### JOB
Copy out the lines from the line with "target: gold wedding ring on bride's finger" to the line with "rule: each instance of the gold", both included, and nothing else.

### INFORMATION SHOWN
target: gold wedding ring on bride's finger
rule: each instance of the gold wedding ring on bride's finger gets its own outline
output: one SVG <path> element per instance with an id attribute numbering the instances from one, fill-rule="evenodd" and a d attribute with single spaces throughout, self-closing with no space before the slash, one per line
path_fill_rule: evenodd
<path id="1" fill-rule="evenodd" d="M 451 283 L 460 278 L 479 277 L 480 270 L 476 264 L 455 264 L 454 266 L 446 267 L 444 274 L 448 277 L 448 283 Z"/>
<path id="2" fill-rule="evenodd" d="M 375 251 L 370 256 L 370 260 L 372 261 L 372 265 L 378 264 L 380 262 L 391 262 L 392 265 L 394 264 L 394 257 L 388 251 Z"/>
==
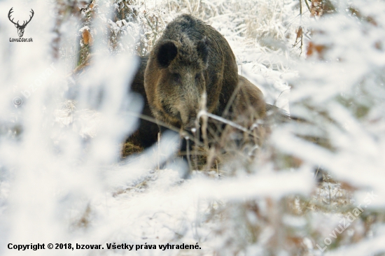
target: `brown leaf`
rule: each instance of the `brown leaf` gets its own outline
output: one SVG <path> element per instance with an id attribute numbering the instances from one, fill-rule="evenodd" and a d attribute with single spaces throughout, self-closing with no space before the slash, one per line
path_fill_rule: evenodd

### TASK RESPONSE
target: gold wedding ring on bride's finger
rule: each instance of the gold wedding ring on bride's finger gets its own outline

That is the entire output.